→ **Extrait du document**

::::::::

Le gouvernement choisi par Nicolas Sarkozy réforme en profondeur le système universitaire français. Non sans heurts…

« Non à une université au rabais!, criait-on à la manifestation nationale du 24 janvier dernier à Paris. » On y trouvait des étudiants aux côtés des fonctionnaires, réunis pour protester contre les récentes réductions de postes dans l’enseignement universitaire. Une fin d’année 2007 marquée par des blocages d’universités monstres, un prix Nobel fraîchement nommé qui s’oppose aux déclarations du président Nicolas Sarkozy sur la finalité de la recherche, une ministre malmenée forcée au dialogue : alors même que commencent à s’appliquer en France les premières dispositions de la loi relative aux libertés et responsabilités des universités (LRU), les changements de grande ampleur voulus par le nouveau gouvernement provoquent inquiétudes et contestations.

::::::::

→ **Données fournies**
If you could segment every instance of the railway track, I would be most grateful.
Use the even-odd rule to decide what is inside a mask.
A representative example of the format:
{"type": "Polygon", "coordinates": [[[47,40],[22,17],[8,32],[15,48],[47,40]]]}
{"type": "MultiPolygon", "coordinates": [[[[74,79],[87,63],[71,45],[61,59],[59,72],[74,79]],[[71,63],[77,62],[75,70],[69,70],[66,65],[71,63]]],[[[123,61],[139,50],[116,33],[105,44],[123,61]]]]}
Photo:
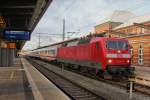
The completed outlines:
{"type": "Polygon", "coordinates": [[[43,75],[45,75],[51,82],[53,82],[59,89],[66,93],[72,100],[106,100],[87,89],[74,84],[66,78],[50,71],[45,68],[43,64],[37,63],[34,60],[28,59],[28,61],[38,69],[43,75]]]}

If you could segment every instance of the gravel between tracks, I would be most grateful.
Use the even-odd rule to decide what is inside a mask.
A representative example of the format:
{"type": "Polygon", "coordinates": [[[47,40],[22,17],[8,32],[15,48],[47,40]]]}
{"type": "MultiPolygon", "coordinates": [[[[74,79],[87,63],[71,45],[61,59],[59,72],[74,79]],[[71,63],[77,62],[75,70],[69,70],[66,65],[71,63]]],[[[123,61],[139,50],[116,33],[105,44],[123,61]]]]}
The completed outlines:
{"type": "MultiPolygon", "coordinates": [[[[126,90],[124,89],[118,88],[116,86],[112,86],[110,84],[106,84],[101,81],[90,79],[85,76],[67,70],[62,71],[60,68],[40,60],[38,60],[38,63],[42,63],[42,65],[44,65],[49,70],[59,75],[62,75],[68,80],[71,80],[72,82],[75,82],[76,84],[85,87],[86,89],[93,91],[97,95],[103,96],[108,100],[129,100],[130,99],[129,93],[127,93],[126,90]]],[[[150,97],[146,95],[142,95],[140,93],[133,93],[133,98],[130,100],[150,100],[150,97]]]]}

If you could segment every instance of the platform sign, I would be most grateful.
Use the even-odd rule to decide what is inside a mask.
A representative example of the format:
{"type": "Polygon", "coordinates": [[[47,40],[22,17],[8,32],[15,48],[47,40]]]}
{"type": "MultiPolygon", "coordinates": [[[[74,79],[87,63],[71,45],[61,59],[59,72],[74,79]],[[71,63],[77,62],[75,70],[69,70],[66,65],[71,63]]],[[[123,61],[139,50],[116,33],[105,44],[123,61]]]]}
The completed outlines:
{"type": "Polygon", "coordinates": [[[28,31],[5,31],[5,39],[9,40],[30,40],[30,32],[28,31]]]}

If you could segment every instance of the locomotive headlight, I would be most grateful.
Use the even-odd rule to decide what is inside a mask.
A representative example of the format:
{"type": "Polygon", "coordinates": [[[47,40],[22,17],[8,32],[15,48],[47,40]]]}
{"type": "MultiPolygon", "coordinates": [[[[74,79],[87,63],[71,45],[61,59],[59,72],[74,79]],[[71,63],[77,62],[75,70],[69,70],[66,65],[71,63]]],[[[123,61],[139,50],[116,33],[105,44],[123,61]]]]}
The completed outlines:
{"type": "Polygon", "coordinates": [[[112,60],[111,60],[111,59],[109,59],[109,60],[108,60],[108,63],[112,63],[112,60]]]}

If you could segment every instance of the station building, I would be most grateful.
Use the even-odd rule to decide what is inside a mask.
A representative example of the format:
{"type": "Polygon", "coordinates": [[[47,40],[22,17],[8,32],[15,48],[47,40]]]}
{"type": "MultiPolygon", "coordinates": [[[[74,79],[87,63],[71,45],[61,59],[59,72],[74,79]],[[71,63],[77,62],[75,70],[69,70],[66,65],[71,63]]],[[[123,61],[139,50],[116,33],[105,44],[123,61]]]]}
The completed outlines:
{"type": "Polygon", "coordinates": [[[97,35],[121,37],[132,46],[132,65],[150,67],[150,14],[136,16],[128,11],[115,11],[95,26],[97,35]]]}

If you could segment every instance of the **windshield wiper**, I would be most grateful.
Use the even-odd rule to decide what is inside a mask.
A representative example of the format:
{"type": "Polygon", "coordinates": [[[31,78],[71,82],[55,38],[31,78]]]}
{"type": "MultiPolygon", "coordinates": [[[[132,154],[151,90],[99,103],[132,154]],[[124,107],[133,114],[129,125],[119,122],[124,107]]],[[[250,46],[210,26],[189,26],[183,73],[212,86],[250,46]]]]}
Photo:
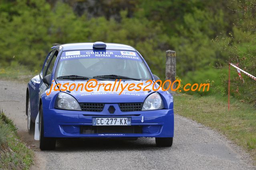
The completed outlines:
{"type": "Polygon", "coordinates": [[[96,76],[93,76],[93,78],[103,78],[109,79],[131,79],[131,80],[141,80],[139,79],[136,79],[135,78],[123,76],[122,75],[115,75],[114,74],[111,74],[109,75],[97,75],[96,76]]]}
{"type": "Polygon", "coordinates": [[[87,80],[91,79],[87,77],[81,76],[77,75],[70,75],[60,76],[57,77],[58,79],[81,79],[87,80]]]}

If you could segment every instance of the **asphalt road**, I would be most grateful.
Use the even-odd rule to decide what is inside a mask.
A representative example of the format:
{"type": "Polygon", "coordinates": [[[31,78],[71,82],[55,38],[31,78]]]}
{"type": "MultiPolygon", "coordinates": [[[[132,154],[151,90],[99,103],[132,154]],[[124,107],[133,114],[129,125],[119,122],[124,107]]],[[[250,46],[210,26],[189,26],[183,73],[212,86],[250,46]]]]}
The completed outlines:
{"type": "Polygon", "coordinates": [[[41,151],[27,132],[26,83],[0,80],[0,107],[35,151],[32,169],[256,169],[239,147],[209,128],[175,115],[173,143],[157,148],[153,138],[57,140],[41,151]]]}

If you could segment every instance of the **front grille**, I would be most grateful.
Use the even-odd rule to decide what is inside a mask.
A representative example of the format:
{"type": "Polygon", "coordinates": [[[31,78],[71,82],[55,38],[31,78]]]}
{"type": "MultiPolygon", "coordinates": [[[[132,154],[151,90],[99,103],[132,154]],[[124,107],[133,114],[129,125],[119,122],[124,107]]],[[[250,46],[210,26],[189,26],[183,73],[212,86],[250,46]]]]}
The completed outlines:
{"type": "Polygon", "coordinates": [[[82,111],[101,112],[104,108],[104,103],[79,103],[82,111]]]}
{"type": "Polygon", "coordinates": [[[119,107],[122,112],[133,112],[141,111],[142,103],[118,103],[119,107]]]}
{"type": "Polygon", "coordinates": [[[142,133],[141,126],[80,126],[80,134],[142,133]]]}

::::::::

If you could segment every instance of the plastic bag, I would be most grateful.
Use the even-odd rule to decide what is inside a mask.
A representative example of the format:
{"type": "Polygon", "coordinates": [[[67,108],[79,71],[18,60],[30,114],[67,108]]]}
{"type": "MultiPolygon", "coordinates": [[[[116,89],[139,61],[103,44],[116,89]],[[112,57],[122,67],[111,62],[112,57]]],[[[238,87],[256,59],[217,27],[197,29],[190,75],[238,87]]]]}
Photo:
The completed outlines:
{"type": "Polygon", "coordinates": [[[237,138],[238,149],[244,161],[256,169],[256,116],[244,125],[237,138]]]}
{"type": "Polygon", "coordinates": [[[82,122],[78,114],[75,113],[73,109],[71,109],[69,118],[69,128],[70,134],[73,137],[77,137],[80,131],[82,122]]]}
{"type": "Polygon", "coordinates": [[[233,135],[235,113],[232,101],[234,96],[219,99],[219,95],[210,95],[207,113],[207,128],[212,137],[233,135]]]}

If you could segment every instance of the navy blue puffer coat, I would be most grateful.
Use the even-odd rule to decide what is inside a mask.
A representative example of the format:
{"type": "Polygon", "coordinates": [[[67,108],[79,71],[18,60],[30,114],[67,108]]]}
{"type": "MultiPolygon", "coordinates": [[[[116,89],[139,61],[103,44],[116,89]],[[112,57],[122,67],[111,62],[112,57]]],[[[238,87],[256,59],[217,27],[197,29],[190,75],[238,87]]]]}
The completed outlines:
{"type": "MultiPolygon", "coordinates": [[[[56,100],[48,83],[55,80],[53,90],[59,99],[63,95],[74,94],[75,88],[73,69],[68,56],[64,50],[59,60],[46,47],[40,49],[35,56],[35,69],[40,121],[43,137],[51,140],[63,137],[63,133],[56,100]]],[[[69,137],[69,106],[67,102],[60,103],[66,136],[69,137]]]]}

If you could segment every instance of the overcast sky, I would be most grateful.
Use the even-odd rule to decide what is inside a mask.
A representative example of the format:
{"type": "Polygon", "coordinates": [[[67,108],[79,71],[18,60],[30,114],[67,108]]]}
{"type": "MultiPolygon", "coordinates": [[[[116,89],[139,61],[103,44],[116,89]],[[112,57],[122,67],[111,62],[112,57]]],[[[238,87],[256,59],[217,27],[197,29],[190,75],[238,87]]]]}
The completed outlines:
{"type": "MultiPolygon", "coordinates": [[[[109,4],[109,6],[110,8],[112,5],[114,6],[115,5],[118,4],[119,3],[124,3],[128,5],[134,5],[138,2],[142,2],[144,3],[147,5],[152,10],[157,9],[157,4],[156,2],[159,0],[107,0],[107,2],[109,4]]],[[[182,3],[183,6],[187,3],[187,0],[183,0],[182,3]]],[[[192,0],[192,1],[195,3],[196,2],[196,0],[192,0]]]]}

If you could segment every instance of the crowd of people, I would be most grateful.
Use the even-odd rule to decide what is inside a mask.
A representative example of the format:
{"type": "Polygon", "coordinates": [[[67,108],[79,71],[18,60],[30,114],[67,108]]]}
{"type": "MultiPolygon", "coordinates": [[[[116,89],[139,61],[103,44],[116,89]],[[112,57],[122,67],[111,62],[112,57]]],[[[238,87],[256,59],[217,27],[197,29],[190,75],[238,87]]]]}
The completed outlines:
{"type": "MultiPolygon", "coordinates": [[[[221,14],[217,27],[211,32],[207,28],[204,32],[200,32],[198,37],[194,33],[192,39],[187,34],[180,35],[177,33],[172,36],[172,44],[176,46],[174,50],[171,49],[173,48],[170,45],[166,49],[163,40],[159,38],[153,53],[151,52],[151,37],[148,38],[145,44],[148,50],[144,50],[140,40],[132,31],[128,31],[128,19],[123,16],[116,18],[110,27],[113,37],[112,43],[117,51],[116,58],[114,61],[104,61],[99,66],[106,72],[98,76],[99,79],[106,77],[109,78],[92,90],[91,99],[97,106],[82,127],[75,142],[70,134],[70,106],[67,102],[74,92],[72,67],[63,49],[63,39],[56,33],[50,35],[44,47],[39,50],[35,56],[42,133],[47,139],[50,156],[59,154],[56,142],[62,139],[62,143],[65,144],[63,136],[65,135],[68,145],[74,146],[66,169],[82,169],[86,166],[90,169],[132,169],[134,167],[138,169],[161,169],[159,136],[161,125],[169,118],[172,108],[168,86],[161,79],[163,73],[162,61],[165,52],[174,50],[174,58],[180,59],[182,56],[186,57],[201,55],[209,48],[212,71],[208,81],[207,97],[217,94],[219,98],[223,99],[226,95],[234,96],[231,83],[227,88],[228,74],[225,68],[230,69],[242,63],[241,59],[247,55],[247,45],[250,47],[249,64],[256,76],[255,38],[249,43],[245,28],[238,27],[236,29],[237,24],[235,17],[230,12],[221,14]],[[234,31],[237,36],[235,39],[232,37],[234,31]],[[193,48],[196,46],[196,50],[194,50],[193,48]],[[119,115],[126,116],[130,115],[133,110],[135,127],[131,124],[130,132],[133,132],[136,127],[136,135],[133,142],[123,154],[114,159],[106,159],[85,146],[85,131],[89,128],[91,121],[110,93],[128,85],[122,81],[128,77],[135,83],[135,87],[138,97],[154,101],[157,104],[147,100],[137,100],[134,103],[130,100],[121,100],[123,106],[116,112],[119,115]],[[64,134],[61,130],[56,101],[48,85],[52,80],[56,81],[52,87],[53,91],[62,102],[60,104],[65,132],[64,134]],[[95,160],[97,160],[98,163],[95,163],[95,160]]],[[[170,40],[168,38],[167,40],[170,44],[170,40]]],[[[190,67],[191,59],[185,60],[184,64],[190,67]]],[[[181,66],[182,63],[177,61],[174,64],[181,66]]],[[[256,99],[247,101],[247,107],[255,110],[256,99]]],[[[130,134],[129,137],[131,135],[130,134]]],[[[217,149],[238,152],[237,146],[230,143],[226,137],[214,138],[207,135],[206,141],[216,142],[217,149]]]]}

::::::::

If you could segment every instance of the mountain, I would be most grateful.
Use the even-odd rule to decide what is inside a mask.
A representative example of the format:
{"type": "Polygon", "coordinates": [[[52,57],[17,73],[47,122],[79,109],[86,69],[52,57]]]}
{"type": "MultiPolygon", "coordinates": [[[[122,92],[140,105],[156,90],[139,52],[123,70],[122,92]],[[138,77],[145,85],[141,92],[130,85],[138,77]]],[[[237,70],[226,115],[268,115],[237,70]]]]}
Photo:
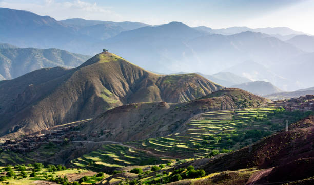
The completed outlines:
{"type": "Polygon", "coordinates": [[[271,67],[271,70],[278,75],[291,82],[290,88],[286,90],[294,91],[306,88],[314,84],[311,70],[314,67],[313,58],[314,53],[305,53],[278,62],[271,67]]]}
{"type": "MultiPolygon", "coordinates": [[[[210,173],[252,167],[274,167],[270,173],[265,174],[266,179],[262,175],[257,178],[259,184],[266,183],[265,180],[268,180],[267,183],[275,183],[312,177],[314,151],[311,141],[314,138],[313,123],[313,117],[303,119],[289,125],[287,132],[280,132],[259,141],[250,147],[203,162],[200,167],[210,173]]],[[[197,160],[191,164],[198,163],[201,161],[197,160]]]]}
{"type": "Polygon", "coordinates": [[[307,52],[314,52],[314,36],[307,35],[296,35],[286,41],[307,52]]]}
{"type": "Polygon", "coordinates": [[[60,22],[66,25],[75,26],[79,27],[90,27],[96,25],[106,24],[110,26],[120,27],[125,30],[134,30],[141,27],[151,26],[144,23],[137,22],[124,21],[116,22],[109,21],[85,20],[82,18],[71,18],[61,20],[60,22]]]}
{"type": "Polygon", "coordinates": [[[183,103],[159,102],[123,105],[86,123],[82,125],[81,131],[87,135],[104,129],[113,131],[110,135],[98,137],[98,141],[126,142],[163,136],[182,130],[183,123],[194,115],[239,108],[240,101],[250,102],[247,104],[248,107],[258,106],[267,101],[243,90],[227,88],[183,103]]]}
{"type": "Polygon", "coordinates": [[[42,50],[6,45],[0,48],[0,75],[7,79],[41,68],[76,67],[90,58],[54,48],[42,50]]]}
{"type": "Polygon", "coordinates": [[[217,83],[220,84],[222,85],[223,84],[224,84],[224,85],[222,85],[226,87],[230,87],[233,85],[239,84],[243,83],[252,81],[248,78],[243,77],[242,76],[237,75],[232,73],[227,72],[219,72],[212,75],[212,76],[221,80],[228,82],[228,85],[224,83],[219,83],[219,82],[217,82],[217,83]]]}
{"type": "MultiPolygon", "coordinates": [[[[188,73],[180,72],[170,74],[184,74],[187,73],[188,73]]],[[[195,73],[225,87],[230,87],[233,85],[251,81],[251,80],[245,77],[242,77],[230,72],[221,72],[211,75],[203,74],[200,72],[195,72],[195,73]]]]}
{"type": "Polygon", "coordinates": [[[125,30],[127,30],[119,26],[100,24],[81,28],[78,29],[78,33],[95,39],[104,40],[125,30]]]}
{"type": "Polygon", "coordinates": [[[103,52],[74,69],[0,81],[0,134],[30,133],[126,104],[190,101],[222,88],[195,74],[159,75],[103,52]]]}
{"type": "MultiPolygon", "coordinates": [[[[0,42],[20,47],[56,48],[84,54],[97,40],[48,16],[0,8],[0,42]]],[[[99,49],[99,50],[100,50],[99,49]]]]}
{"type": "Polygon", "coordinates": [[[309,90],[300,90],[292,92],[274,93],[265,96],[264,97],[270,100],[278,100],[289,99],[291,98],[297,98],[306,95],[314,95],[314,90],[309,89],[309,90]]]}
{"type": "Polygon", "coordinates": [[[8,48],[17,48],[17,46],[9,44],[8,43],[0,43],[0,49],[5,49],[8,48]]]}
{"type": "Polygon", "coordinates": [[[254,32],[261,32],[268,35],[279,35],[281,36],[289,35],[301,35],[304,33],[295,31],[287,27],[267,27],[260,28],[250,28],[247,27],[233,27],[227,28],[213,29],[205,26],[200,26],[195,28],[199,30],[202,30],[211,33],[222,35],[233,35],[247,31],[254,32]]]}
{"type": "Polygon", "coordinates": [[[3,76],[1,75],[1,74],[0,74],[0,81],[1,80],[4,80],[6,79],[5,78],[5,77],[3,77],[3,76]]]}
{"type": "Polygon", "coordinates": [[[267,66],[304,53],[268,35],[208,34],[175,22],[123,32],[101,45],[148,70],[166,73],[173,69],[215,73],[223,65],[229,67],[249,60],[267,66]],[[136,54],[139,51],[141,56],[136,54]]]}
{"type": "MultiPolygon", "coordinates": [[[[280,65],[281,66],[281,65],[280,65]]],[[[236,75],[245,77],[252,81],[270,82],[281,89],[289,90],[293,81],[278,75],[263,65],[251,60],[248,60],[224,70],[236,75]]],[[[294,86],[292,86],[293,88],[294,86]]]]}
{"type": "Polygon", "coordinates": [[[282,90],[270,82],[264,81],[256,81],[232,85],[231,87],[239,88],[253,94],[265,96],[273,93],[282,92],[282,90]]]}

::::::::

→ **Consigne 1**
Comment traduire en anglais cette phrase de l'extrait sur la réforme universitaire : « On y trouvait des étudiants aux côtés des fonctionnaires, réunis pour protester contre les récentes réductions de postes dans l’enseignement universitaire. » ?
→ **Consigne 2**
Reprenez l'extrait sur la réforme des universités françaises et poursuivez-le à la suite de sa dernière phrase.

→ **Résultat 1**
Students stood there alongside civil servants, gathered to protest against the recent cuts in university teaching positions.

→ **Résultat 2**
L’univers étudiant universitaire cristallise un malaise général, en particulier depuis la gigantesque mobilisation de 2005 contre un nouveau contrat de travail qui a poussé des millions de jeunes à manifester. La loi LRU est la goutte qui fait déborder le vase. Le texte de loi, d’inspiration libérale, provoque la colère d’un monde étudiant de gauche, colère habilement relayée par les syndicats étudiants puis par les politiciens, qui y voient un moyen percutant de s’opposer au président Sarkozy.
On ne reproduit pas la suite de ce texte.